*SUPPLIED PASSAGE*
* Begin *

When low scoring persons are found to succeed more often on a multiple choice item than the performance of high scoring persons would imply, a suspicion of guessing on that item is often aroused. In a plot of percent scores on that item versus scores on the whole test, this situation appears as an ogive the left lower tail of which does not asymptote toward zero but rather to some greater value such as 20%.
It is tempting to accept this empirical asymptote as an estimate of the item's "guessing parameter". The trouble is that the credibility of that estimate requires the assumption that the tendency to guess on this item is entirely a quality of the item which has exactly the same fixed effect on all persons. But we know from personal experience as well as research that persons vary in their tendency to guess. Some persons guess a lot, some a little, and some hardly ever. Research into who guesses usually shows that only a small proportion of persons do much guessing. This means that the asymptote observed depends on who has been sampled at this score level and that the value of this asymptote must be expected to vary from sample to sample. Attempts to extract an item characteristic that will be invariant with sampling are doomed, as studies of item "guessing" parameters show.

* End *

(Point annotation entries)
* Begin *

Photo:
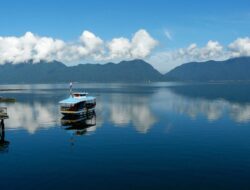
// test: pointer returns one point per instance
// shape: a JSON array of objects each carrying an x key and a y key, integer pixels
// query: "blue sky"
[{"x": 174, "y": 24}]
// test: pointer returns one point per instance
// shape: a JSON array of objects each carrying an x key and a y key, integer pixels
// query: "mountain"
[
  {"x": 236, "y": 69},
  {"x": 54, "y": 72}
]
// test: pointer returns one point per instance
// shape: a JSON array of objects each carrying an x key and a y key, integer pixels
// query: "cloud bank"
[
  {"x": 92, "y": 48},
  {"x": 88, "y": 47},
  {"x": 213, "y": 50}
]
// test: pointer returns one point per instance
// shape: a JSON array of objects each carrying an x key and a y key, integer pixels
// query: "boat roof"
[{"x": 75, "y": 100}]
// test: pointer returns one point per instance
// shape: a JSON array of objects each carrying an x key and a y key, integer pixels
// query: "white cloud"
[
  {"x": 89, "y": 47},
  {"x": 142, "y": 44},
  {"x": 167, "y": 60},
  {"x": 168, "y": 34},
  {"x": 240, "y": 47}
]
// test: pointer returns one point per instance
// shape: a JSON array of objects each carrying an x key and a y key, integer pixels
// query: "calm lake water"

* End *

*WHAT IS ASKED*
**a)** In the passage on item guessing, reproduce word for word the stretch that runs from "When low scoring" up to and including "such as 20%.".
**b)** Turn the paragraph of the item guessing passage that begins "It is tempting to accept" into a short bulleted list that keeps its main points.

*ANSWERS GIVEN*
**a)**
When low scoring persons are found to succeed more often on a multiple choice item than the performance of high scoring persons would imply, a suspicion of guessing on that item is often aroused. In a plot of percent scores on that item versus scores on the whole test, this situation appears as an ogive the left lower tail of which does not asymptote toward zero but rather to some greater value such as 20%.

**b)**
- The observed lower asymptote looks like an estimate of an item's "guessing parameter."
- Trusting that estimate requires assuming that guessing is purely a property of the item, with the same fixed effect on every person.
- Experience and research show that people differ in how much they guess. Some guess a lot, some a little, and some hardly ever.
- Research usually finds that only a small share of people guess much.
- So the asymptote depends on who was sampled at that score level and should be expected to vary between samples.
- As studies of item "guessing" parameters show, trying to extract an item characteristic that stays the same across samples is doomed.